══ Texto fuente ══

La euforia inicial del mensaje de Obama, Yes, we can, ha tropezado sistemáticamente contra los desastres de la herencia: recesión económica, desequilibrios comerciales a nivel global con la consecuencia de un continuado declive del dólar, pero también guerras y conflictos en Oriente Próximo y Medio, que no sólo repercuten en las finanzas del Estado sino que remueven los pozos de la ideología neoconservadora. Frente al eslogan de Obama, el de Sarah Palin: ¿En el cambio podemos creer?, renovado In God we trust.
Obama ha buscado afanosamente la recuperación de la actividad económica y la recomposición de una sociedad más justa. «No quieras para los demás lo que no quieras para ti», el imperativo kantiano que resuena desde el Siglo de las Luces, ahora extendido a la protección sanitaria. Su aceptación requiere, así lo cree la Casa Blanca, alguna colaboración, o al menos la no obstrucción, del Partido Republicano.

═══

◆ Consigna escrita A
Copia del texto sobre la presidencia de Obama el fragmento que comienza con las palabras "Obama ha buscado" y termina con "del Partido Republicano.".

══ Registros de entrada ══

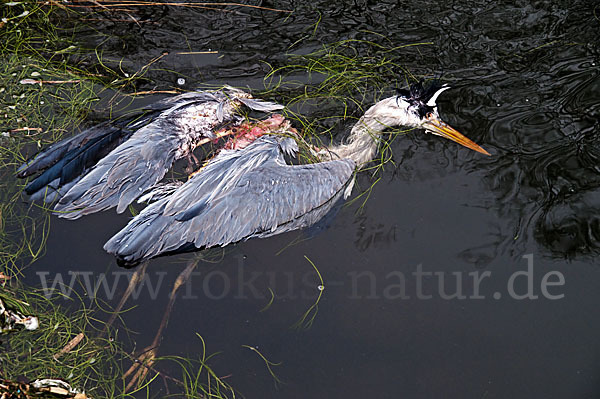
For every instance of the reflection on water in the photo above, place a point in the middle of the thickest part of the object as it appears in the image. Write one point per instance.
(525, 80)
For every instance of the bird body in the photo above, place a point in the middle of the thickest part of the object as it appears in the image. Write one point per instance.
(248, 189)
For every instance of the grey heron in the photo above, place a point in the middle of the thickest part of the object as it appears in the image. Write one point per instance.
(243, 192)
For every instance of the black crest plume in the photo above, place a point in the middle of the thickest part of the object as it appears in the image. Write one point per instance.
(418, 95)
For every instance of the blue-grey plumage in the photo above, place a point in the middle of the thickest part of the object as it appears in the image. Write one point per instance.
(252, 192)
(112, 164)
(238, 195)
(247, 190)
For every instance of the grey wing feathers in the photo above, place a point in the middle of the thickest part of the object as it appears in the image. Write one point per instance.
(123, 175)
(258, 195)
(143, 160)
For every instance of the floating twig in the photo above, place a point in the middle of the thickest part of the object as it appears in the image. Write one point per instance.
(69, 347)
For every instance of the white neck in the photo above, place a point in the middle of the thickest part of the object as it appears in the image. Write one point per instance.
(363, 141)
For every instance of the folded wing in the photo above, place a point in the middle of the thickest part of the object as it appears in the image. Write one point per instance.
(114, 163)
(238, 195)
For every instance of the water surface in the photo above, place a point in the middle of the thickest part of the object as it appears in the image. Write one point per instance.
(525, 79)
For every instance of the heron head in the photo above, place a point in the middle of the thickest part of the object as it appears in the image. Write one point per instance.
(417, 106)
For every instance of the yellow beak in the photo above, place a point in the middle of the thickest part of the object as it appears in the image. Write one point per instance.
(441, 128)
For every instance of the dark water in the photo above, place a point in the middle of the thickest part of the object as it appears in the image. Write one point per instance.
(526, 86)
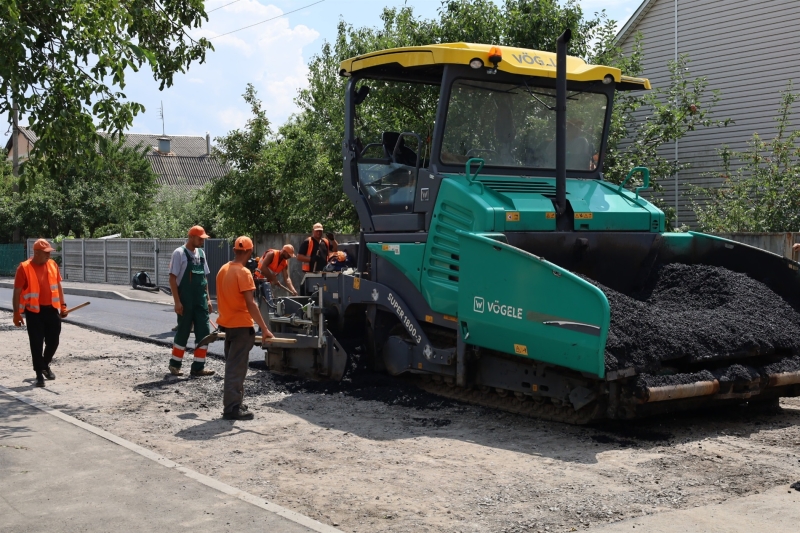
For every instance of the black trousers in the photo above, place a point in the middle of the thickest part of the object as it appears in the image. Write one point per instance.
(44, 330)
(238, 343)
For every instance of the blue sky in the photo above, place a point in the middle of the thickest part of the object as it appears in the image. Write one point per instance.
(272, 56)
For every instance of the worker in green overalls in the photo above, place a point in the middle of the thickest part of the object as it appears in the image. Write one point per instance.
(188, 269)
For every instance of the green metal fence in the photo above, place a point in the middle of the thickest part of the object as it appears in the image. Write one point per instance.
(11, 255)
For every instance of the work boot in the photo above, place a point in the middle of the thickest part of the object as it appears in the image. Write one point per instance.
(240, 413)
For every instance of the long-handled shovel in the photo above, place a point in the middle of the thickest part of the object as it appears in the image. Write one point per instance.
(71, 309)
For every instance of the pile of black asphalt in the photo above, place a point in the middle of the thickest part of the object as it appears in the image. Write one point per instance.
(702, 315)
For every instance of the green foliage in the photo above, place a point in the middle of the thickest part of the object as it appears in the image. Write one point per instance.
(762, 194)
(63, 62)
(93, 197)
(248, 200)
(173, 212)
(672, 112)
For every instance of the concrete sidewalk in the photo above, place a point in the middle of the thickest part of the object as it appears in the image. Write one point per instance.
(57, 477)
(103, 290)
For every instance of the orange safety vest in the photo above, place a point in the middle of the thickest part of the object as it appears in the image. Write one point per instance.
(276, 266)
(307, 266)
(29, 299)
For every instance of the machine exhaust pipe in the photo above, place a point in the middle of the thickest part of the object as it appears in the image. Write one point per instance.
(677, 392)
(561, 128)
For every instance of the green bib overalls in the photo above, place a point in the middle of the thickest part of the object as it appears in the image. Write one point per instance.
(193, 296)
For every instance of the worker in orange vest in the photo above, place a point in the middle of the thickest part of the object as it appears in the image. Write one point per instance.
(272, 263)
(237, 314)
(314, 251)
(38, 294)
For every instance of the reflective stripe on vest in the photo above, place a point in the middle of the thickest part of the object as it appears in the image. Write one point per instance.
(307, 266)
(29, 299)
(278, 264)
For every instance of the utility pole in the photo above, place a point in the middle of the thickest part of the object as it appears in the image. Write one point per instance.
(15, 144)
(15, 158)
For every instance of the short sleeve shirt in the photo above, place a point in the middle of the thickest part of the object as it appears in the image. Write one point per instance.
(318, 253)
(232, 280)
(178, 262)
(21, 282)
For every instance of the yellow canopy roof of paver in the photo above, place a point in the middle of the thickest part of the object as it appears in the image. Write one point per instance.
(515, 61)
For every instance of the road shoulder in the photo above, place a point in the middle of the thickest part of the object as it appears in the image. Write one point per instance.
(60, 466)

═══

◆ Consigna escrita B
Sustituye "thickest" por "widest" en los registros, desde la línea que contiene "For every instance of the short" hasta el final, ambos extremos incluidos, y reprodúcelos sin ningún otro cambio.

◆ Resultado del ejercicio A
Obama ha buscado afanosamente la recuperación de la actividad económica y la recomposición de una sociedad más justa. «No quieras para los demás lo que no quieras para ti», el imperativo kantiano que resuena desde el Siglo de las Luces, ahora extendido a la protección sanitaria. Su aceptación requiere, así lo cree la Casa Blanca, alguna colaboración, o al menos la no obstrucción, del Partido Republicano.

◆ Resultado del ejercicio B
For every instance of the short sleeve shirt in the photo above, place a point in the middle of the widest part of the object as it appears in the image. Write one point per instance.
(318, 253)
(232, 280)
(178, 262)
(21, 282)
For every instance of the yellow canopy roof of paver in the photo above, place a point in the middle of the widest part of the object as it appears in the image. Write one point per instance.
(515, 61)
For every instance of the road shoulder in the photo above, place a point in the middle of the widest part of the object as it appears in the image. Write one point per instance.
(60, 466)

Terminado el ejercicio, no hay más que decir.